• _Short exercise_: Recast the stretch of lines below, from the line containing "large silver earring?" through the line containing "71L372 68L378 59L416", as a JSON list of strings with one string per line and blank lines omitted.

Lines of data:

□ □ □ □ □ □ □

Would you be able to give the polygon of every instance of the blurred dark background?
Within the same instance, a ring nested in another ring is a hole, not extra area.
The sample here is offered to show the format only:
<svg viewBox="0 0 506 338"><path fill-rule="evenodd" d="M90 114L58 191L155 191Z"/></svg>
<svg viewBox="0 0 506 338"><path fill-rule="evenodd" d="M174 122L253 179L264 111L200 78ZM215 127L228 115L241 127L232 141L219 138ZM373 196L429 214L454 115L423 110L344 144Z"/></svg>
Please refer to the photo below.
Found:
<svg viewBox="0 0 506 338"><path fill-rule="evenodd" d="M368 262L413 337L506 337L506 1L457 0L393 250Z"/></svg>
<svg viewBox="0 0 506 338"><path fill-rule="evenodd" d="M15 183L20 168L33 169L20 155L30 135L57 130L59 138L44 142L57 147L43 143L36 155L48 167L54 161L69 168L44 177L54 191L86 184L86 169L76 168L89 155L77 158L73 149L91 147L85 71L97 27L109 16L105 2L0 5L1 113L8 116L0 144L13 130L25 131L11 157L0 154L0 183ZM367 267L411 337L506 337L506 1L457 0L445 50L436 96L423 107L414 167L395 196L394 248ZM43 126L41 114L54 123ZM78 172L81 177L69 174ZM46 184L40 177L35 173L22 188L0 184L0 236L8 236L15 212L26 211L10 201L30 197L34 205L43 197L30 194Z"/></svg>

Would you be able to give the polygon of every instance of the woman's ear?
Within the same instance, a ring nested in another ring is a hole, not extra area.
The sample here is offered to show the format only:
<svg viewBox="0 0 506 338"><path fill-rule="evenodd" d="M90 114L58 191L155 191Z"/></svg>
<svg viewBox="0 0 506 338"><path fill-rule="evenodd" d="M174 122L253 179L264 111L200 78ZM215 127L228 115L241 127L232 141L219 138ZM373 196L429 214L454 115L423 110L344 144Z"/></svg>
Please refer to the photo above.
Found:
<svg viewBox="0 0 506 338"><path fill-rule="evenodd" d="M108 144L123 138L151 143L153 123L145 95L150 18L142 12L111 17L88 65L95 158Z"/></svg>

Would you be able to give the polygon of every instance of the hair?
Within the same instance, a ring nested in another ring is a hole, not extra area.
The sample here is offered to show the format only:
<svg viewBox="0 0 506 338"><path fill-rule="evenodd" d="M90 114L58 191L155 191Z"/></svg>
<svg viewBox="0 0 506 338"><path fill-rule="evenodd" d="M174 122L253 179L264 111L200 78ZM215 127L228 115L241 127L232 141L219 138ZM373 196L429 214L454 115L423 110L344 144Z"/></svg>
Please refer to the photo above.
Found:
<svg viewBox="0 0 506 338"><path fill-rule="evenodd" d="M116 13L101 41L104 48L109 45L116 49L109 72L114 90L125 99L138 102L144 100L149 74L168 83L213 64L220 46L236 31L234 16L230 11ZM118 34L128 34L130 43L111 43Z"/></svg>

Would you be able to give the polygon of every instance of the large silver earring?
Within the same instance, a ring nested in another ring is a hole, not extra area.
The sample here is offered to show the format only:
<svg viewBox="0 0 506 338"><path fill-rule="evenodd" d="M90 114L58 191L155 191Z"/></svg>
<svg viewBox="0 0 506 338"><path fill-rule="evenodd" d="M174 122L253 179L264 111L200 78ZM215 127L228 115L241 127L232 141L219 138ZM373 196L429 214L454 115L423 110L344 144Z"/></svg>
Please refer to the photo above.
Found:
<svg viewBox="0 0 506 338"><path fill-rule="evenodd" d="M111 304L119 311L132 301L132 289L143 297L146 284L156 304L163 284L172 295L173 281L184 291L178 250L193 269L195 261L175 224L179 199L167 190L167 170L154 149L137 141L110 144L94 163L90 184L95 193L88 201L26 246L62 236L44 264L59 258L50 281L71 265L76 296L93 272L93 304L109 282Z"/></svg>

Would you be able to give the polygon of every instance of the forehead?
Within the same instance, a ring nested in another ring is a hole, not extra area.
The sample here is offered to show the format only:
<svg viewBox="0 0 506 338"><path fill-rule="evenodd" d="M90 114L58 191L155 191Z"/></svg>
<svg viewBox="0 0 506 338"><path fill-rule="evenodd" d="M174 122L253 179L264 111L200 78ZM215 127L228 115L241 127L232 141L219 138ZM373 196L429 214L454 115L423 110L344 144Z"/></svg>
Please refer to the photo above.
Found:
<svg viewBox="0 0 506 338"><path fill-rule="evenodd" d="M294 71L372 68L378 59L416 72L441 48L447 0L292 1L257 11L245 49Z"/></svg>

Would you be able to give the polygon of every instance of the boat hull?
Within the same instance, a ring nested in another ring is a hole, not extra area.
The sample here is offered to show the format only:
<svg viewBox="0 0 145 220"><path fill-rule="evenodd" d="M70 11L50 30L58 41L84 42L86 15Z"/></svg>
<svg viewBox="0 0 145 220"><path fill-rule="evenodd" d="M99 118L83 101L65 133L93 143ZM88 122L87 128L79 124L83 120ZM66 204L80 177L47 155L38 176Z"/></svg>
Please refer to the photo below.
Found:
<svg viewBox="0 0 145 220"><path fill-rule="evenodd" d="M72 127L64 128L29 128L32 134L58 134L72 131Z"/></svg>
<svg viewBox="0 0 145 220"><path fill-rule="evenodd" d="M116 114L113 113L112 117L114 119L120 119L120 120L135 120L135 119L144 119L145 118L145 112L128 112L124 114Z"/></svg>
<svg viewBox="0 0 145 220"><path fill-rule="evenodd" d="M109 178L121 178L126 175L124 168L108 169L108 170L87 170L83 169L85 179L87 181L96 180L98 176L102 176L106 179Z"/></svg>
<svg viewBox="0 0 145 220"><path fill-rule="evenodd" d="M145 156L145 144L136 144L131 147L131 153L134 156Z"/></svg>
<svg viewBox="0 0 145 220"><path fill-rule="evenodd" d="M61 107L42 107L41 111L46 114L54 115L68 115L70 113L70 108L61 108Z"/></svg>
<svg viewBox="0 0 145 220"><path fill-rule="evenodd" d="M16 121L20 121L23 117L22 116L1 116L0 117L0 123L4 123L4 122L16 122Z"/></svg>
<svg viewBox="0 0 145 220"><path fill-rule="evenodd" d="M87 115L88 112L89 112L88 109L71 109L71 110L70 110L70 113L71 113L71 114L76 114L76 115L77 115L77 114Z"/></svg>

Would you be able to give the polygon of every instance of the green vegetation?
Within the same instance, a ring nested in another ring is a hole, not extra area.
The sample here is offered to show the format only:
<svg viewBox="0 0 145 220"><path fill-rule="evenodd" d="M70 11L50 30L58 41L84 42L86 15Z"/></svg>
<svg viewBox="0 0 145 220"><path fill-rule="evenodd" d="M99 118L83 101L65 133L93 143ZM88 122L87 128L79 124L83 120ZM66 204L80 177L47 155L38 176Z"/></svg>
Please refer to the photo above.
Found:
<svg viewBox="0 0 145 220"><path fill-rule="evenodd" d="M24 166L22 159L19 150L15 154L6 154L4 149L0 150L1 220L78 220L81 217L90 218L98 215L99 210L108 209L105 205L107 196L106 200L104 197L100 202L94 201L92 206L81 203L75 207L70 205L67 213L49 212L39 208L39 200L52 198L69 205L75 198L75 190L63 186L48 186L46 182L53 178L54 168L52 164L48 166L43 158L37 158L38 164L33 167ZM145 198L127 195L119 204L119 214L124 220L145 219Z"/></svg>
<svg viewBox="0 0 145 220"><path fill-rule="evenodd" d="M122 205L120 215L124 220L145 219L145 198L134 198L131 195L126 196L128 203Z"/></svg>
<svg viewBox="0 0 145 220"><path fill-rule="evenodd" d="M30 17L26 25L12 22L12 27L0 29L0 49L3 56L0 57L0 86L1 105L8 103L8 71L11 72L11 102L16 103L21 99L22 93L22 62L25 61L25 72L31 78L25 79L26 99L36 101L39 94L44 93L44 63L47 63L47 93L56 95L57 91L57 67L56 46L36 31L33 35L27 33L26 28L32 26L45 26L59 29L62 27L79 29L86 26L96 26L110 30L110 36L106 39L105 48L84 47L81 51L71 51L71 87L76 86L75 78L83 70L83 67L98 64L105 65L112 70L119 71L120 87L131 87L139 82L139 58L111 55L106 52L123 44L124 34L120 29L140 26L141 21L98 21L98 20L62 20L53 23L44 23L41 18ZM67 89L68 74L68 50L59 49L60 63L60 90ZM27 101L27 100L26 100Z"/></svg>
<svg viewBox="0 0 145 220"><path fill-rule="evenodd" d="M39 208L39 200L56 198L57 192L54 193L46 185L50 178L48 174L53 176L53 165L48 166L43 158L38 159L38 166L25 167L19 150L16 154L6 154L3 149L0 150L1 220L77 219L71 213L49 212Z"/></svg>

□ □ □ □ □ □ □

• _Solution for this problem_:
[
  "Would you be able to give the polygon of every instance of the large silver earring?",
  "Within the same instance, a ring nested in another ring is a hole, not extra area.",
  "The sample here is offered to show the format only:",
  "<svg viewBox=\"0 0 506 338\"><path fill-rule=\"evenodd\" d=\"M90 114L58 191L155 191Z\"/></svg>",
  "<svg viewBox=\"0 0 506 338\"><path fill-rule=\"evenodd\" d=\"M174 122L253 179L264 111L200 78ZM215 127L228 115L241 127L232 141L219 138ZM373 196L429 214L454 115L423 110L344 144Z\"/></svg>",
  "Please refer to the photo above.",
  "Found:",
  "<svg viewBox=\"0 0 506 338\"><path fill-rule=\"evenodd\" d=\"M111 304L119 311L132 301L132 289L143 297L146 284L156 304L163 284L172 295L173 281L184 291L178 250L193 269L195 261L175 224L179 199L167 190L167 170L154 149L137 141L110 144L94 163L90 184L95 193L88 201L26 246L62 236L44 264L59 258L50 281L71 265L76 296L93 272L93 304L109 282Z\"/></svg>",
  "Would you be able to give the polygon of every instance of the forehead?",
  "Within the same instance, a ring nested in another ring is a hole, not extra area.",
  "The sample here is offered to show the format only:",
  "<svg viewBox=\"0 0 506 338\"><path fill-rule=\"evenodd\" d=\"M90 114L58 191L155 191Z\"/></svg>",
  "<svg viewBox=\"0 0 506 338\"><path fill-rule=\"evenodd\" d=\"M174 122L253 179L264 111L200 78ZM215 127L228 115L241 127L232 141L219 138ZM373 196L429 214L454 115L423 110L344 144Z\"/></svg>",
  "Please refer to the photo above.",
  "Found:",
  "<svg viewBox=\"0 0 506 338\"><path fill-rule=\"evenodd\" d=\"M294 71L372 68L378 59L416 72L441 48L447 0L292 1L257 11L245 49Z\"/></svg>"
]